_Exercise prompt_
Return each line of the entries below that contains the word "pink".

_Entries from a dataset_
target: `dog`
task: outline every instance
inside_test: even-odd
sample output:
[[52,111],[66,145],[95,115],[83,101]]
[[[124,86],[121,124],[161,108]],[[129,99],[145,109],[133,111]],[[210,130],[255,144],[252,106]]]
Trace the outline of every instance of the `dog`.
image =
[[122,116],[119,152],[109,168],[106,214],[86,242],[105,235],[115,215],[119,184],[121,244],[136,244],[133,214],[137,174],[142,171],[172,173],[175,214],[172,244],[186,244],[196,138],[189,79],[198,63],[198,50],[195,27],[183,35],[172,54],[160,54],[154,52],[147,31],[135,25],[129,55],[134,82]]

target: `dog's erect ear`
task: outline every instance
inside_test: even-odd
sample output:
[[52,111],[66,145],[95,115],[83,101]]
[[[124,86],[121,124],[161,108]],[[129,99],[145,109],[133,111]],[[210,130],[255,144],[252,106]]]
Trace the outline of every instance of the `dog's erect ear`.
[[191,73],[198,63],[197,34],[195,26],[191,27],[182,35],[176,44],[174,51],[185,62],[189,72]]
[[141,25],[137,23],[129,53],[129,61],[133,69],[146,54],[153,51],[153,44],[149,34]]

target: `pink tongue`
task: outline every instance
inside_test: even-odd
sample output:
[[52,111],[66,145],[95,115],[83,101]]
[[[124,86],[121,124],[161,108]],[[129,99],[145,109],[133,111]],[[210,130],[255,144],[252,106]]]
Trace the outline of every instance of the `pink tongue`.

_Task solution_
target: `pink tongue`
Trace the outline of every instance of the `pink tongue`.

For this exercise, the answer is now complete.